| Exercise |
Transcribe all records below exactly, without images.

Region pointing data

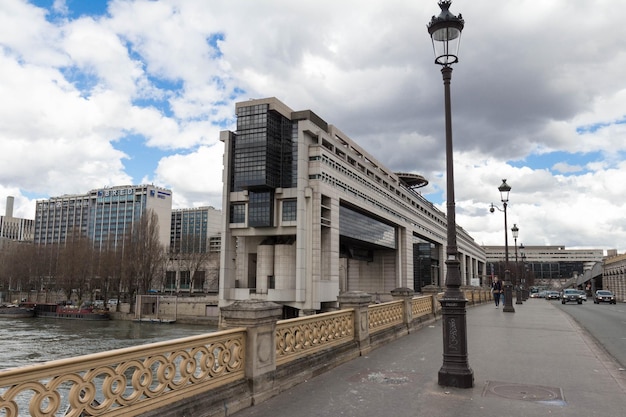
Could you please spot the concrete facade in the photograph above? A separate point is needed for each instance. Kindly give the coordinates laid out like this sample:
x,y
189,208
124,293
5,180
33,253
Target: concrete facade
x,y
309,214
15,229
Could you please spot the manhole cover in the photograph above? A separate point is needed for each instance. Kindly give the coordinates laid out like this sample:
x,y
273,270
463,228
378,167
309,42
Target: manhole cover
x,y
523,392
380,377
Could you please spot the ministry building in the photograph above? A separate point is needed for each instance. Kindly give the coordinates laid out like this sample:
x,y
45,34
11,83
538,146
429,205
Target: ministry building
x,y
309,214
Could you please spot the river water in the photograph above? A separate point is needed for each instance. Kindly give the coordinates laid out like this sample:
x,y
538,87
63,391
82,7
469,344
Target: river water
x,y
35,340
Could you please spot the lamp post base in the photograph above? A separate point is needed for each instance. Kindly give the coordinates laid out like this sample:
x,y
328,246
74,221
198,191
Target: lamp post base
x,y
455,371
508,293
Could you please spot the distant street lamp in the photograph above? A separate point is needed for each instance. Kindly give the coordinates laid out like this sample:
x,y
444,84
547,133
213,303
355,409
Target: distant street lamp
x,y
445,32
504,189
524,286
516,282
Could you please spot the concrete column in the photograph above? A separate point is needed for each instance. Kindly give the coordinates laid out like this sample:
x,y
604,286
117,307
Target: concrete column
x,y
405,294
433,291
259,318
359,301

| Solution to this problem |
Could you please spot the concrete facade in the photograph above? A separate point is needed for each instance. Kindly give the coordinates laid out like this sample:
x,y
189,208
124,293
5,180
33,253
Target: concrete facade
x,y
309,214
15,229
Could you please spot the manhole cover in the photograph above? A separate point is needed for each instance. Kindly give the coordinates laid out like this sample:
x,y
273,270
463,228
378,167
309,42
Target: manhole cover
x,y
523,392
380,377
Could you please spot the ministry building in the photograph above? A separate point is needed for each instance. Kindly give the coordinates laid out like this sample:
x,y
45,34
11,83
538,146
429,205
Target: ministry building
x,y
309,214
Could you please spot the river water in the photograph above? A separate point is needed for each instance. Kindly give the coordinates laid out like this sample:
x,y
538,87
63,391
82,7
469,344
Target: river water
x,y
35,340
Could you please spot the lamp post base in the photograph above? A separate point is needed for each instance. Kindly give the coordinates laid out like this sample:
x,y
328,246
74,221
198,191
Target: lamp post base
x,y
455,371
508,293
Could you please spot the distant street lamp in the photograph above? A separate point is needed for each instance. Kindly give the coordinates laid out like this sample:
x,y
444,84
547,133
213,303
355,409
Target: distant street lamp
x,y
445,32
504,189
524,286
516,282
Could you please spot the concrete column in the photograph above? A separate point is needed for each instance. Kindly give the coordinates laid out like this sample:
x,y
604,286
117,307
Target: concrete column
x,y
405,294
433,291
259,318
359,301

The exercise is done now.